**WHAT NEEDS TO BE DONE:**
Count how many lines in the entries below hold "form". Only the number belongs in the answer.

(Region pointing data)
————

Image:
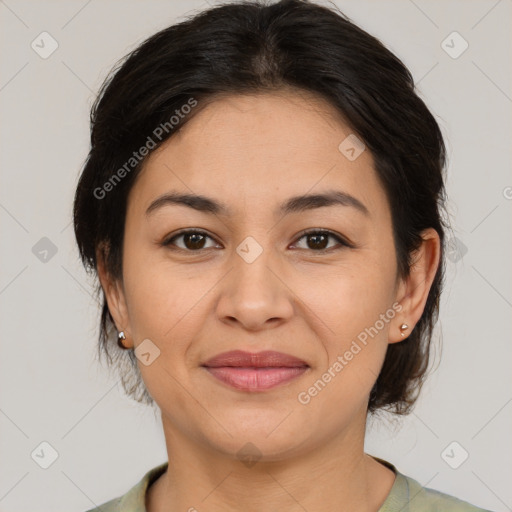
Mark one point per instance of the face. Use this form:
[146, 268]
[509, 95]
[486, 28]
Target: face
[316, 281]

————

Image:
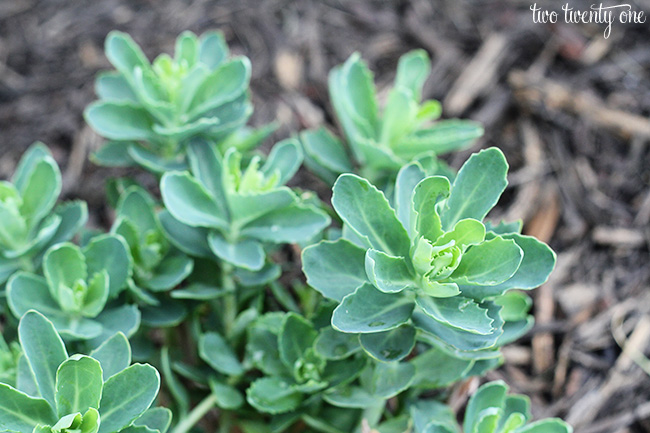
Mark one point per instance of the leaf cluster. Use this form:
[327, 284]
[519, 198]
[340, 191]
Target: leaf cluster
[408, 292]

————

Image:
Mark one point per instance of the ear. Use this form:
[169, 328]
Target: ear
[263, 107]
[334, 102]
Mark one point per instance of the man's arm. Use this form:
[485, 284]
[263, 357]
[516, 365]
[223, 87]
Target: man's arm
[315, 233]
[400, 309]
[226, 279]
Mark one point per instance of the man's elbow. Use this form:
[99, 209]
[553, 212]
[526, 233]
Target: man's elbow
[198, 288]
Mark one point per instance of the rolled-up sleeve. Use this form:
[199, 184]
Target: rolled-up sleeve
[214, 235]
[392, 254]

————

**TASK RESULT:**
6